▸ **Given text**

Our mission is to end animal homelessness, suffering and overpopulation and to provide resources towards those goals.
More About Us
Tuba City Humane Society is an all-volunteer 501(c)3 non-profit rescue and foster group, located in Tuba City, AZ, on the Navajo Nation, with some foster homes in Tuba City and in Flagstaff, AZ. We do not have an animal shelter. Almost all of our animals receive initial veterinary care at our main veterinary services partner, Desert View Veterinary Clinic, which is also where we generally do intake. We rely on the help of numerous volunteers who rescue, foster, transport, donate, and generally help us extend a network of care to the animals needing our help. Our focus is on the western Navajo Nation, in and around Tuba City, also Coal Mine, Tonalea, Cowsprings, and sometimes in Kayenta. Tuba City is located in Coconino County, AZ, and the closest humane animal shelters serving Coconino County are High Country Humane and Coconino Humane Association, in Flagstaff, AZ.

▸ **Your tasks**
[a] In the Tuba City Humane Society text, which clinic is named as the group's main veterinary services partner?
[b] Write a continuation of the Tuba City Humane Society text, beginning after its final sentence.
The entries that come after this text have no connection to it.

▸ **Extracted entries**
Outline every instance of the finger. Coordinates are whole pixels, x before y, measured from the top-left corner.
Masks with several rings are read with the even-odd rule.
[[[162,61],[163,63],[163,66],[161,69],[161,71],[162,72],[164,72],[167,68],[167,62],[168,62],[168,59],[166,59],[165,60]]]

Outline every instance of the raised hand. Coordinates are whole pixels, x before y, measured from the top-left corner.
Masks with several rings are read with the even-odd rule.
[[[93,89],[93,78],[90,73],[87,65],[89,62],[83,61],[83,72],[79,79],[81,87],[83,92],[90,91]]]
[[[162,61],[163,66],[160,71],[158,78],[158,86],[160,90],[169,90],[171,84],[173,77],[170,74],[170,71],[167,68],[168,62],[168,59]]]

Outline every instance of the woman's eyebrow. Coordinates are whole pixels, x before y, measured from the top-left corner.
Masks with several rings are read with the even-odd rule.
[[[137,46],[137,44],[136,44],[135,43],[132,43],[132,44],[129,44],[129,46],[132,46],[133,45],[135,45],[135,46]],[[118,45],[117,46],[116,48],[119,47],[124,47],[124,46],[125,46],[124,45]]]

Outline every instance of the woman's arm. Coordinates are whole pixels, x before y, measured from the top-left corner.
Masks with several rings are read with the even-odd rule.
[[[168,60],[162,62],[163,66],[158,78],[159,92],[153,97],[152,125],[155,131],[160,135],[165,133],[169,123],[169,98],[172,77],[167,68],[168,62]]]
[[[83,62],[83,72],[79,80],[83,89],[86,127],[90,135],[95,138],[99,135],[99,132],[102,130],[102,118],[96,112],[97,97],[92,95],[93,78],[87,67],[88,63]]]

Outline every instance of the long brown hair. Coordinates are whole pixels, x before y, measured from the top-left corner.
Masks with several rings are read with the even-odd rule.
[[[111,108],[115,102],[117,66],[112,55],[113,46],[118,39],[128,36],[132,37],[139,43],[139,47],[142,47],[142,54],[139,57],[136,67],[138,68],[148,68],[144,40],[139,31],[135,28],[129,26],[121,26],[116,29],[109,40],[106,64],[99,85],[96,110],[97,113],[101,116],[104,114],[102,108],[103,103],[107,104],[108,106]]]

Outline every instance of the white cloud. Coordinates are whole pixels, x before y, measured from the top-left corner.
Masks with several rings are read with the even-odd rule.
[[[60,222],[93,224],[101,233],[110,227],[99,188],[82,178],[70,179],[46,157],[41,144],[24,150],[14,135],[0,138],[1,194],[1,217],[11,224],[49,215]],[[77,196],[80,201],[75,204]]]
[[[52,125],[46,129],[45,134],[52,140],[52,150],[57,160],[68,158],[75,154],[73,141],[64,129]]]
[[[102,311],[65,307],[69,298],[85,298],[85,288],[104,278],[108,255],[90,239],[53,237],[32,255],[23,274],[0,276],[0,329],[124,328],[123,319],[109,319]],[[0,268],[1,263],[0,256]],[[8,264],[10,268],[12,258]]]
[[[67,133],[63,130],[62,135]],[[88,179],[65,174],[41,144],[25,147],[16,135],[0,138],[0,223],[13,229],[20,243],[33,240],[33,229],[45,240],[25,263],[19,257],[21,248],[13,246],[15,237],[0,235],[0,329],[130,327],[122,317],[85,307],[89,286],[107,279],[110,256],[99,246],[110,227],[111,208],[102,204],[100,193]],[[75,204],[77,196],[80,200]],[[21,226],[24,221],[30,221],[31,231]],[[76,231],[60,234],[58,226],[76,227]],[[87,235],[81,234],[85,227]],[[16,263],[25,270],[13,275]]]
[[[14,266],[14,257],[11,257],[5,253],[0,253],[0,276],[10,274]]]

▸ **Answers in order**
[a] Desert View Veterinary Clinic

[b]
Tuba City is located on the western side of the Navajo Nation in the Western Agency. The population of the census-designated place (CDP) was 7,964 in the 2020 census. It is the Navajo Nation’s largest community, slightly larger than Shiprock, New Mexico, and the headquarters of the Western Navajo Agency. The Hopi town of Moenkopi lies directly to its southeast. Tuba City maintains two different time zones for half of the year, with most government services following the Navajo Nation in daylight savings time, while many local businesses keep standard time along with the state of Arizona and the nearby Hopi Reservation.
Tuba City is located about 80 miles northeast of Flagstaff, at an elevation of approximately 5,000 feet, on the southern Colorado Plateau. Geological formations, striated rock, and wind greet the visitor. Tuba City is also about 80 miles south of the town of Page, and Lake Powell, 80 miles from the Grand Canyon, and 100 miles from Monument Valley, Utah.
Tuba City sits high on a hill, with wide open views. Dinosaur tracks left by several different species lie preserved in sandstone 5.5 miles west of Tuba City off US 160. The presence of Tuba City’s past is represented in the many old stone buildings and a historic trading post.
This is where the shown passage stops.